▶ [Dataset records]:
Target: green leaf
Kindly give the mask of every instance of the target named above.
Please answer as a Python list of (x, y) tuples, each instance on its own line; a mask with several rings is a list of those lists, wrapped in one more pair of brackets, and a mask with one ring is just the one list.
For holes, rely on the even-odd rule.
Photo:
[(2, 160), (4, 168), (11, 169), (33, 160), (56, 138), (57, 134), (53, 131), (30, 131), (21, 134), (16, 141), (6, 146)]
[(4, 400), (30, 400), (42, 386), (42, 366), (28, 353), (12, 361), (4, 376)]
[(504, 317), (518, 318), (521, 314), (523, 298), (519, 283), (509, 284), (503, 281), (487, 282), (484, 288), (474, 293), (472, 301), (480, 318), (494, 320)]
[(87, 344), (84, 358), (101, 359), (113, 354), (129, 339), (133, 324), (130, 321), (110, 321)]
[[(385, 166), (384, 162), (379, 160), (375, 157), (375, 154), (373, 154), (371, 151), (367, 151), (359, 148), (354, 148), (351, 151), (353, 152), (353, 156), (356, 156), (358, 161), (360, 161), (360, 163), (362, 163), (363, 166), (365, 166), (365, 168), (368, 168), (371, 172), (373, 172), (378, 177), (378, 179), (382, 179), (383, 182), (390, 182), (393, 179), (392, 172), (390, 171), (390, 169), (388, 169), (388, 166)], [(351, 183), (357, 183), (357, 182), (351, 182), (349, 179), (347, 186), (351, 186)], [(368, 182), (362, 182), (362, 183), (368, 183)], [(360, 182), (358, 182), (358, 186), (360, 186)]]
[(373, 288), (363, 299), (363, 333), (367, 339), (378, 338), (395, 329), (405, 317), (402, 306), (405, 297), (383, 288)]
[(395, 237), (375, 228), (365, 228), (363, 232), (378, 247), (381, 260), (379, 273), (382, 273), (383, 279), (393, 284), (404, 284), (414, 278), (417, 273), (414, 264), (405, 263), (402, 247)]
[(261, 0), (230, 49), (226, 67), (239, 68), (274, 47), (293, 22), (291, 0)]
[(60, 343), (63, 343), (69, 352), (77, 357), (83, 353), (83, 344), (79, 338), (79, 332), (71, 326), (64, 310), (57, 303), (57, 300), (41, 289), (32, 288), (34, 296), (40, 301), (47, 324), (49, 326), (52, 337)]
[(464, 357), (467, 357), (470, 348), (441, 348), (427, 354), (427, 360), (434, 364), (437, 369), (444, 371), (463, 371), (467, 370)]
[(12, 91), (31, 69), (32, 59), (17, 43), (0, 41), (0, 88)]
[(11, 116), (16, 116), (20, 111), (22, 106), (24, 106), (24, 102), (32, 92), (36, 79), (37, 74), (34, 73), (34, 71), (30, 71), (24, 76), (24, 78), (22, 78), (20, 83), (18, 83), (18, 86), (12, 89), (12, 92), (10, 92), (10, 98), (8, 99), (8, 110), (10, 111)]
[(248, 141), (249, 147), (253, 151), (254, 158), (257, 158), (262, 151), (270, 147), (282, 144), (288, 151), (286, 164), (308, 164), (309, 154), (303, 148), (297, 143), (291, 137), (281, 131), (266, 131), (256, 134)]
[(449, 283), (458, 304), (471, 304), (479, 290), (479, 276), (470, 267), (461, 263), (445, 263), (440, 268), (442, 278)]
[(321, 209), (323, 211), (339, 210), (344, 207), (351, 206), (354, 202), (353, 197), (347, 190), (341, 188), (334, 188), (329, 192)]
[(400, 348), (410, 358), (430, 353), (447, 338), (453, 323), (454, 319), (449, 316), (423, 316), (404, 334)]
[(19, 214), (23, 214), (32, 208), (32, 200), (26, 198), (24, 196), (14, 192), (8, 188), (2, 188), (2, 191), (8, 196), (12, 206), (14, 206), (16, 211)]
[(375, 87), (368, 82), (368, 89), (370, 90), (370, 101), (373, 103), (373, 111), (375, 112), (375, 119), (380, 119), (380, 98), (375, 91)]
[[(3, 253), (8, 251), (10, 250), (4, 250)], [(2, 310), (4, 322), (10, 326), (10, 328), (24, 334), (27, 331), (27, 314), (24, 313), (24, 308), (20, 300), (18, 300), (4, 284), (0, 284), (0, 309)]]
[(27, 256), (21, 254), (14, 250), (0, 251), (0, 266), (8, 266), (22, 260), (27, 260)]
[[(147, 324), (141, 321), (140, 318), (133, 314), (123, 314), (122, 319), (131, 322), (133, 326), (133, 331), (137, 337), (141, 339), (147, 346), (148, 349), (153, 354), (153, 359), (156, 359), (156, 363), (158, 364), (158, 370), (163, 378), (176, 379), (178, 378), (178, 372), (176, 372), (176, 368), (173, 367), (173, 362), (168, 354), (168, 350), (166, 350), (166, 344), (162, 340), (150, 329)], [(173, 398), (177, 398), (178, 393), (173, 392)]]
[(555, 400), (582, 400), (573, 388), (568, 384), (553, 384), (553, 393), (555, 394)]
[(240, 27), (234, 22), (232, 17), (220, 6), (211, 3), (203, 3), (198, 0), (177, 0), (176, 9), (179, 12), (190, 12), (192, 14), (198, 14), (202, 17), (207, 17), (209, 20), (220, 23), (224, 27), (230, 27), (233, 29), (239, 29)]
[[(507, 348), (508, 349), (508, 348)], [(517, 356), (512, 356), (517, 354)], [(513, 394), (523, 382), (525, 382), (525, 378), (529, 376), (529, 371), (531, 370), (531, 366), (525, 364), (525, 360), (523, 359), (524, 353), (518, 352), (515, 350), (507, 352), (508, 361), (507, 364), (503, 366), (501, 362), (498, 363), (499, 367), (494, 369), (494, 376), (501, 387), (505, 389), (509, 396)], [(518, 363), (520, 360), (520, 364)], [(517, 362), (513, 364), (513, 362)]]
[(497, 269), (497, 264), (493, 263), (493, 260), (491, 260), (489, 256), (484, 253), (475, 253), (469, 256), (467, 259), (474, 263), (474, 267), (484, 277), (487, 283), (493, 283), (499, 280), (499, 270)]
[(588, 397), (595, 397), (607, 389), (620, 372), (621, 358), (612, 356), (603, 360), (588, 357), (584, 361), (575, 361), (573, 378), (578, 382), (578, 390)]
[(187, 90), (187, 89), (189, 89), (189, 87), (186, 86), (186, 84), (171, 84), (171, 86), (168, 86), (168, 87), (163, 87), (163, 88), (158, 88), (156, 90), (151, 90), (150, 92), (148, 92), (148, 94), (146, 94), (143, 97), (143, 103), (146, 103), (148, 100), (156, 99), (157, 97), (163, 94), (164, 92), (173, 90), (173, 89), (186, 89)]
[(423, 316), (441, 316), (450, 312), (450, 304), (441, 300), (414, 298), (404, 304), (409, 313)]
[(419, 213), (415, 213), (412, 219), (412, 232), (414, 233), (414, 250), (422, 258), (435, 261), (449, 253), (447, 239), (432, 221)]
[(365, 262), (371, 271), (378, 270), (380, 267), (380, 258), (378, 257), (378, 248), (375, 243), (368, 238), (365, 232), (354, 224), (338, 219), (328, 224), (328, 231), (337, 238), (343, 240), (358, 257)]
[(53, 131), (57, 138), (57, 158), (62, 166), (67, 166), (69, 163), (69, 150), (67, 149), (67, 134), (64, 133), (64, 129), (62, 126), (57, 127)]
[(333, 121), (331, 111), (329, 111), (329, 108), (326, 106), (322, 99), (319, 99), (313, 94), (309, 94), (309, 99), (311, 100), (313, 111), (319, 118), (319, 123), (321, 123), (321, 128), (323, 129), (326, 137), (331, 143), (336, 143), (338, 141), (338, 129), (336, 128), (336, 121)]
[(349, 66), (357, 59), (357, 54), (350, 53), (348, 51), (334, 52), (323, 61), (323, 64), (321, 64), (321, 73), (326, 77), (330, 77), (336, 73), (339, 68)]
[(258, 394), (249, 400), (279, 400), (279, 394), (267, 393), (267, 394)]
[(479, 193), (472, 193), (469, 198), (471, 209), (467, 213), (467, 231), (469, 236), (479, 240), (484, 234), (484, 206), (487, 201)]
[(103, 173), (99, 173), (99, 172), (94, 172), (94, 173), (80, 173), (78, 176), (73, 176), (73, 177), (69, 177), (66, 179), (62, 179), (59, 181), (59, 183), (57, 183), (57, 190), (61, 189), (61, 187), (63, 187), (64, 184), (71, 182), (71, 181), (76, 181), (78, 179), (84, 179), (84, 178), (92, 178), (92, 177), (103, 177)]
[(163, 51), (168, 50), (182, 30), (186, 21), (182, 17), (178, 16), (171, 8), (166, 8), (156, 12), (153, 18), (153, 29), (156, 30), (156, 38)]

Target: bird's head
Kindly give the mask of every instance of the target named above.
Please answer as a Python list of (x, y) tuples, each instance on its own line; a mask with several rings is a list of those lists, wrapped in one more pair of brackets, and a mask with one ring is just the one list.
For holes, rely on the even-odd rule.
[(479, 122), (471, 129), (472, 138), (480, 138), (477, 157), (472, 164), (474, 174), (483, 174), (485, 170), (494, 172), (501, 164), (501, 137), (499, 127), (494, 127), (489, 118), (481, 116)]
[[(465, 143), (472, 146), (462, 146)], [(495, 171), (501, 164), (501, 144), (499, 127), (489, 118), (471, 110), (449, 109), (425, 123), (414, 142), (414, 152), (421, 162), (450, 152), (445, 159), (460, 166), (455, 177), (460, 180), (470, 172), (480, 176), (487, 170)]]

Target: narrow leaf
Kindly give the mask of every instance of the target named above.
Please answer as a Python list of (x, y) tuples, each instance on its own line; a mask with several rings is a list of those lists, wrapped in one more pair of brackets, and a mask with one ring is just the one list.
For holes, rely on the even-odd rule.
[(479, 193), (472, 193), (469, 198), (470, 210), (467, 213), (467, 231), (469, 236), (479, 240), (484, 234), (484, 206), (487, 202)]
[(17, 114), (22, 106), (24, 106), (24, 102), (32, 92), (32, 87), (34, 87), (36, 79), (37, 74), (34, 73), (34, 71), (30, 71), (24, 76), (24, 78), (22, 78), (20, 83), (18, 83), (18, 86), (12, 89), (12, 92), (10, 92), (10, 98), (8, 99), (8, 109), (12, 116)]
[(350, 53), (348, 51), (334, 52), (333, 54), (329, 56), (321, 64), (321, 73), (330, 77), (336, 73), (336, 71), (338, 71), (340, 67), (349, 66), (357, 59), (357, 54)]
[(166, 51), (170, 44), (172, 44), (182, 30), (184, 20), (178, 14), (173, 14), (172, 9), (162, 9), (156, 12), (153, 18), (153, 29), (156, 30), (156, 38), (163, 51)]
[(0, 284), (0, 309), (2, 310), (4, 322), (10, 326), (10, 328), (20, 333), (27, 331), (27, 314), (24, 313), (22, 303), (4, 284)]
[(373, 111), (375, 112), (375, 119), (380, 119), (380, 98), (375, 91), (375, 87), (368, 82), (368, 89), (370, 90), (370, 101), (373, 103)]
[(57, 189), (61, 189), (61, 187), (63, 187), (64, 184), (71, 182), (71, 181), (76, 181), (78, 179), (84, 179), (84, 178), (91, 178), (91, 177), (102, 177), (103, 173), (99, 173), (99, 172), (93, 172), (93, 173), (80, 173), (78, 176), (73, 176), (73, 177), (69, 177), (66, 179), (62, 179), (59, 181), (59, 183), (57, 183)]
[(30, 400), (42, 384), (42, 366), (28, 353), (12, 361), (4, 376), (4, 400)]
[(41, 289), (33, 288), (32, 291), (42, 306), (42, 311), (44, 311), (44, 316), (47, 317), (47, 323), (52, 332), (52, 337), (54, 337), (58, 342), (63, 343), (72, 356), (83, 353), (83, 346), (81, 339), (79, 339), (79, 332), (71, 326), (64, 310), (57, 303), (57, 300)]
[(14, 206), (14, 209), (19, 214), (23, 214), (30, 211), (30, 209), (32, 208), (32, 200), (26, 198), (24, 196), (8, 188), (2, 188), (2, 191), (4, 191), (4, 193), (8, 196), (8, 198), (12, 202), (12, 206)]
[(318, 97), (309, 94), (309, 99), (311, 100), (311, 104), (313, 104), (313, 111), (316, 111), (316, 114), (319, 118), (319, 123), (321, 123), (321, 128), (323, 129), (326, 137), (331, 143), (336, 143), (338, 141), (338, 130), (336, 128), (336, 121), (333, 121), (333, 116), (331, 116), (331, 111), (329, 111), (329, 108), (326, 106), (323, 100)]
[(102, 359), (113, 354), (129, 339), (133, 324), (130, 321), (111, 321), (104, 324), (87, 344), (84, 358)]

▶ [Set exercise]:
Can you rewrite the stretch from the start of the records through the line containing "321), (110, 321)]" as a numbered list, leaving out any blank lines?

▶ [Exercise response]:
1. Target: green leaf
2. Kindly give the mask of every instance of the target named above.
3. Please answer as a Python list of (x, y) tuples, each instance on its own line; a mask with several rings is a list of those lists, wrapped in one more pair of brackets, and a mask with one ring is just the one list.
4. For holes, rely on the even-odd rule.
5. Photo:
6. [(2, 160), (4, 168), (11, 169), (33, 160), (56, 138), (57, 134), (53, 131), (30, 131), (21, 134), (16, 141), (6, 146)]
7. [(4, 400), (30, 400), (42, 386), (42, 366), (28, 353), (12, 361), (4, 376)]
8. [(504, 317), (518, 318), (521, 314), (523, 298), (519, 283), (509, 284), (503, 281), (487, 282), (484, 288), (474, 293), (472, 301), (480, 318), (494, 320)]
9. [(87, 344), (84, 358), (101, 359), (113, 354), (129, 339), (133, 324), (130, 321), (110, 321)]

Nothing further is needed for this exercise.